**Task objective:**
Could you copy every line of the data that contains the word "green"?

**Task material:**
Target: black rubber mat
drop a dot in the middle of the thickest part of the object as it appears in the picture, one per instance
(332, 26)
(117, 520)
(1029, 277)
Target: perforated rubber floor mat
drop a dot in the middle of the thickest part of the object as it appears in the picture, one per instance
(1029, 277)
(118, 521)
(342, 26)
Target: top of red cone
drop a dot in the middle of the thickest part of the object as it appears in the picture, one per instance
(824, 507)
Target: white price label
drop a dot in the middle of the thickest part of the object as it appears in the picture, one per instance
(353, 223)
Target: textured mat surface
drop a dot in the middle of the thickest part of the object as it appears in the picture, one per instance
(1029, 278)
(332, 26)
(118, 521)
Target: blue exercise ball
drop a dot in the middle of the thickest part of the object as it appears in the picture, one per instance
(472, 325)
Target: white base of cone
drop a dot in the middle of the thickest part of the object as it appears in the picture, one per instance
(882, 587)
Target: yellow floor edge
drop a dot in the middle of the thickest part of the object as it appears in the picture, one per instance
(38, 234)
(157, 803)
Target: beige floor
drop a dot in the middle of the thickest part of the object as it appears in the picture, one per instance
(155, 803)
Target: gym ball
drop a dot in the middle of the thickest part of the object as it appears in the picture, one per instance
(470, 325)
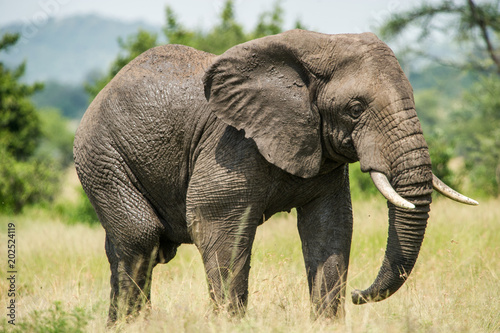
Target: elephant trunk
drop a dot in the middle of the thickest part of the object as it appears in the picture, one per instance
(411, 185)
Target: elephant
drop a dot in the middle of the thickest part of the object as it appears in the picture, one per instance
(186, 147)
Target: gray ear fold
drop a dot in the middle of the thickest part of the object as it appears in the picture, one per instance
(262, 88)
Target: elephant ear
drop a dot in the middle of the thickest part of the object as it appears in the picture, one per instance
(262, 88)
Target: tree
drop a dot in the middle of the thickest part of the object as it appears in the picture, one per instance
(24, 179)
(225, 34)
(474, 26)
(19, 124)
(475, 120)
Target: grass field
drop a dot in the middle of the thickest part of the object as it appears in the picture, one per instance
(62, 281)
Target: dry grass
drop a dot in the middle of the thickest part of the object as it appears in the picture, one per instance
(455, 285)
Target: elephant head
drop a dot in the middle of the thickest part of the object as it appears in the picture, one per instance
(306, 98)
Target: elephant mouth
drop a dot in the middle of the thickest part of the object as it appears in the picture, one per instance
(385, 188)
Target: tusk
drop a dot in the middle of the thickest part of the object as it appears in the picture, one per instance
(451, 193)
(383, 185)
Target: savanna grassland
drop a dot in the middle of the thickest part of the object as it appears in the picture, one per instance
(63, 278)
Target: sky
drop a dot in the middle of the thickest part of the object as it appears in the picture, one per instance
(327, 16)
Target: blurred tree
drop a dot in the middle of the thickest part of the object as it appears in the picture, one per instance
(19, 124)
(71, 99)
(225, 34)
(475, 26)
(24, 178)
(475, 120)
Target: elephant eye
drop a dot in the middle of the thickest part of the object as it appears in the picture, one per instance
(356, 108)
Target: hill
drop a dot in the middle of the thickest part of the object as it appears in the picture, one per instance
(68, 49)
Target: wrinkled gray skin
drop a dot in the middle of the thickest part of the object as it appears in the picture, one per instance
(186, 147)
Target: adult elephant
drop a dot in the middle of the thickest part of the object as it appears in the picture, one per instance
(186, 147)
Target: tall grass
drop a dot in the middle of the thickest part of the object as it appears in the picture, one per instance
(63, 278)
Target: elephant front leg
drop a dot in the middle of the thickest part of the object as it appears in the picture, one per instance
(325, 228)
(225, 248)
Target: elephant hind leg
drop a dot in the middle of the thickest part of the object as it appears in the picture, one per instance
(226, 248)
(130, 283)
(133, 237)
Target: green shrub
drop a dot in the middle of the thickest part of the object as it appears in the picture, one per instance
(79, 212)
(25, 182)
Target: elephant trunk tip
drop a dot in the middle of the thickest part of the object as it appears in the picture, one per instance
(365, 296)
(357, 297)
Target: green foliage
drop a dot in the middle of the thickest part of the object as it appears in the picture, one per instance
(80, 211)
(19, 125)
(29, 169)
(460, 113)
(465, 21)
(225, 34)
(72, 100)
(54, 320)
(477, 134)
(25, 182)
(56, 143)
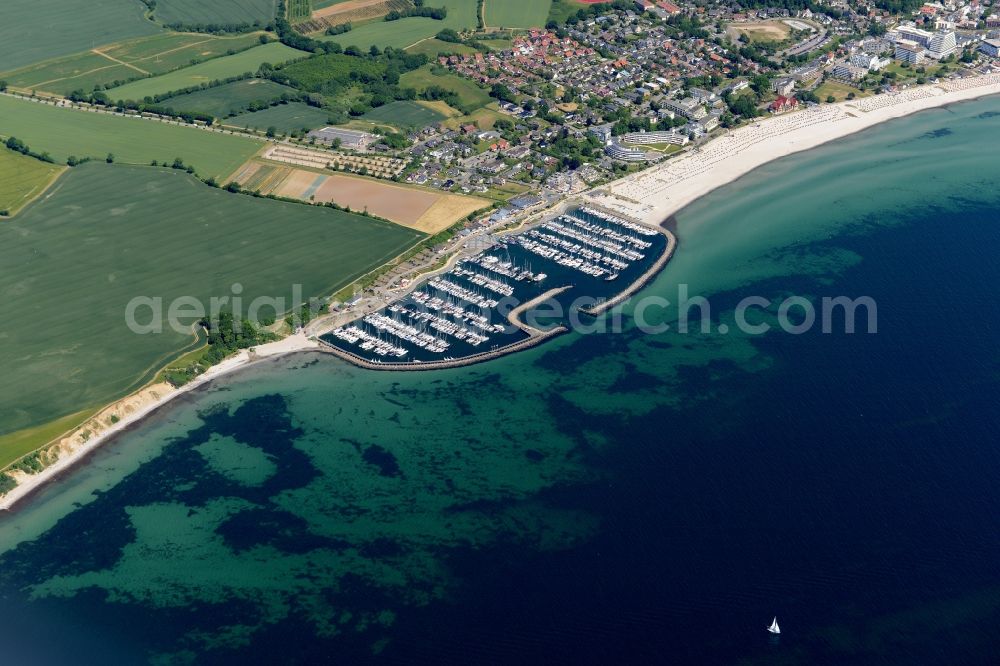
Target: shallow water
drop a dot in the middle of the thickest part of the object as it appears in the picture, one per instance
(619, 496)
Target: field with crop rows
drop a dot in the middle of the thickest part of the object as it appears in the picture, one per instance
(206, 72)
(200, 12)
(36, 30)
(409, 31)
(284, 118)
(21, 179)
(157, 54)
(229, 98)
(470, 94)
(517, 13)
(404, 114)
(71, 263)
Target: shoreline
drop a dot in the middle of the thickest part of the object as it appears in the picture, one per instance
(659, 192)
(651, 196)
(72, 453)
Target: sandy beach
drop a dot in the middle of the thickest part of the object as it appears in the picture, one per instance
(650, 196)
(133, 409)
(655, 194)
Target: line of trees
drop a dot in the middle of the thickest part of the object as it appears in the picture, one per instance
(436, 13)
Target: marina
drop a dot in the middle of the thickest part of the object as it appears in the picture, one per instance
(472, 311)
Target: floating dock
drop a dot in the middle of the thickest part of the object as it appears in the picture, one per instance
(473, 312)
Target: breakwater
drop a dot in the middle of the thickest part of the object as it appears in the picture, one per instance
(455, 317)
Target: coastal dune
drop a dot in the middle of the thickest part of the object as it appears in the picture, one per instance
(130, 411)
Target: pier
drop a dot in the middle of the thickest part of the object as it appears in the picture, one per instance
(454, 317)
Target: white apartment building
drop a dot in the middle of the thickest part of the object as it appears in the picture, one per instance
(942, 44)
(909, 51)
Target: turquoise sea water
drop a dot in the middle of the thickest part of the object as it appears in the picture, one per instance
(604, 498)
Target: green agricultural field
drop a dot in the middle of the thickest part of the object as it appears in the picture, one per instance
(284, 118)
(297, 11)
(64, 132)
(213, 70)
(563, 9)
(36, 30)
(497, 44)
(404, 114)
(407, 32)
(517, 13)
(71, 263)
(471, 95)
(230, 98)
(435, 47)
(220, 12)
(156, 54)
(22, 178)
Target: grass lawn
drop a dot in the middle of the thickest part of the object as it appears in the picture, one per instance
(200, 12)
(404, 114)
(839, 90)
(435, 47)
(763, 31)
(71, 263)
(407, 32)
(471, 95)
(517, 13)
(21, 179)
(206, 72)
(283, 117)
(64, 132)
(156, 54)
(230, 98)
(36, 30)
(485, 118)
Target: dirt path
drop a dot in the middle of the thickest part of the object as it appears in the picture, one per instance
(120, 62)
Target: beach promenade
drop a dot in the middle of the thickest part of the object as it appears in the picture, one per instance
(657, 193)
(650, 196)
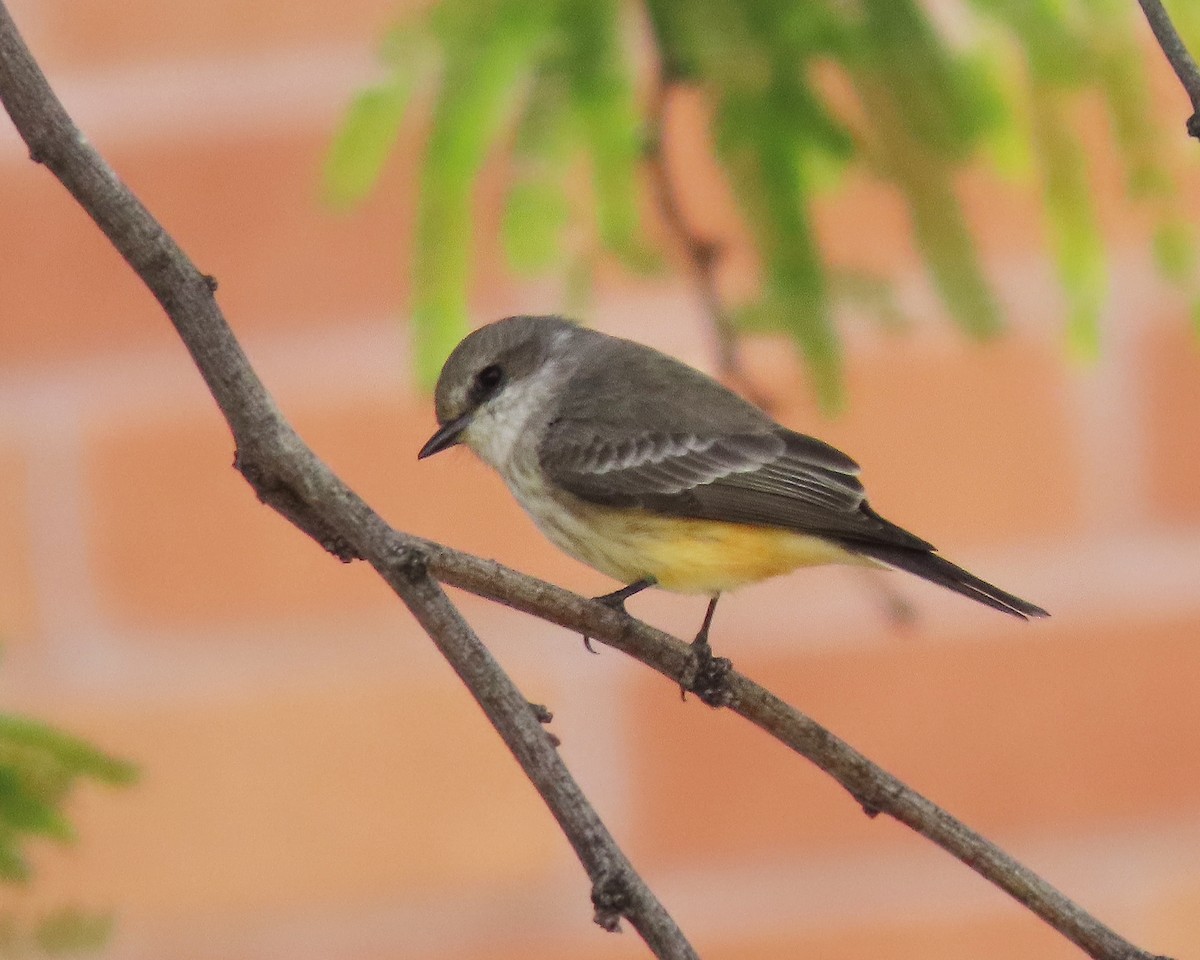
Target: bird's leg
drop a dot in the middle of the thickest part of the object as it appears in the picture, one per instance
(616, 600)
(708, 677)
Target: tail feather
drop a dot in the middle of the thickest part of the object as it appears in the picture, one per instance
(939, 570)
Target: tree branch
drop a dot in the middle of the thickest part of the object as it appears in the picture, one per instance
(288, 477)
(1181, 61)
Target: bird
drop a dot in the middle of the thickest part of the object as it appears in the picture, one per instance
(657, 475)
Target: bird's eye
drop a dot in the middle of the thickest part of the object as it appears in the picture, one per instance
(487, 381)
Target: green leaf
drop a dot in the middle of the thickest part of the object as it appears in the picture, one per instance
(76, 756)
(535, 217)
(1175, 250)
(490, 51)
(70, 930)
(1078, 245)
(364, 141)
(13, 867)
(939, 223)
(600, 84)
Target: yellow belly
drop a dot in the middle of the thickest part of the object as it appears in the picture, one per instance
(685, 556)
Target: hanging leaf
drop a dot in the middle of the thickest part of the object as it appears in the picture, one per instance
(493, 47)
(1077, 240)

**Written answer:**
Target: green shrub
Target: green foliage
Target: green agricultural field
Target: green leaf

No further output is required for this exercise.